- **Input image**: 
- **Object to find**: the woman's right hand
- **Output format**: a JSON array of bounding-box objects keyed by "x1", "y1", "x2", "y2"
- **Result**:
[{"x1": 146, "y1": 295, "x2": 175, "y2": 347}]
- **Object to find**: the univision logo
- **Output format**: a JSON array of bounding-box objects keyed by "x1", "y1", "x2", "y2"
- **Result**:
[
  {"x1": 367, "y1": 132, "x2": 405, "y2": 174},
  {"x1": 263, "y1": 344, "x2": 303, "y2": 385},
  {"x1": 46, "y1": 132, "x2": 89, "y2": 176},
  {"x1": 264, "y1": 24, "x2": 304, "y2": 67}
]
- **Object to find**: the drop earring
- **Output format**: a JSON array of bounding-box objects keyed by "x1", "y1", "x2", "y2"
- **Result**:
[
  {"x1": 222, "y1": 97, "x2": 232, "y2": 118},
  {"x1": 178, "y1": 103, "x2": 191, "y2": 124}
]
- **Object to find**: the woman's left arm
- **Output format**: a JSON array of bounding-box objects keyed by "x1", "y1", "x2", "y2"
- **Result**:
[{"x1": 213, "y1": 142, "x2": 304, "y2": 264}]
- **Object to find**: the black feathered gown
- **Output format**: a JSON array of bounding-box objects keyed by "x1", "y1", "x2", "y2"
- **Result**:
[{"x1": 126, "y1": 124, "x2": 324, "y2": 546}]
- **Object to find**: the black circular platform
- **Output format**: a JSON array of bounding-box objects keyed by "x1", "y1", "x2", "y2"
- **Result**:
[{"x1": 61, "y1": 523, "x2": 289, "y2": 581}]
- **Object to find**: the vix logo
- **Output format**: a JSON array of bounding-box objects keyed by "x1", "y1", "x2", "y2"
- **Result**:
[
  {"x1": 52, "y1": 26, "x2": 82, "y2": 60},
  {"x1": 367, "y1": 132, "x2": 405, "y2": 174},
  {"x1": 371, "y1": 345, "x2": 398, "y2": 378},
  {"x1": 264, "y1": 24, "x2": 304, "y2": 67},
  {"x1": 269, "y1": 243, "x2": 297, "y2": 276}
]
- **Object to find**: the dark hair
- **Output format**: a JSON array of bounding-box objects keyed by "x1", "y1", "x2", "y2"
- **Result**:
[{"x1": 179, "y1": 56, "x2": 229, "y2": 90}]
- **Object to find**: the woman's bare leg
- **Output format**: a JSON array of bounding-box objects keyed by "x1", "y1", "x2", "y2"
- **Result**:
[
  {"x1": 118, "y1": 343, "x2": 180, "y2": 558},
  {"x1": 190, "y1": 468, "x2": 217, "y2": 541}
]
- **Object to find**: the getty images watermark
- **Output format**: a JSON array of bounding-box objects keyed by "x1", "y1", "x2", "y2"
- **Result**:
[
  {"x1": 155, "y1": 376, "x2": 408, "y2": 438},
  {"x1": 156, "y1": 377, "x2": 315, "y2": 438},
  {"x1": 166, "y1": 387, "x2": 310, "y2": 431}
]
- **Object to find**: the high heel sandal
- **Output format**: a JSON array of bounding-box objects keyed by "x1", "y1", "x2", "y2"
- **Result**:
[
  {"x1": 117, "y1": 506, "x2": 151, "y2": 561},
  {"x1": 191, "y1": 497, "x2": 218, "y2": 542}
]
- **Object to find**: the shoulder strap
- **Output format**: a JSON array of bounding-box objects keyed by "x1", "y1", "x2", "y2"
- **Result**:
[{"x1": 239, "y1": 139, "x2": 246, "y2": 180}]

• • • • • • •

Every line in the data above that contains the word "logo" should be copied.

- **Object to find**: the univision logo
- **Object to find**: the vix logo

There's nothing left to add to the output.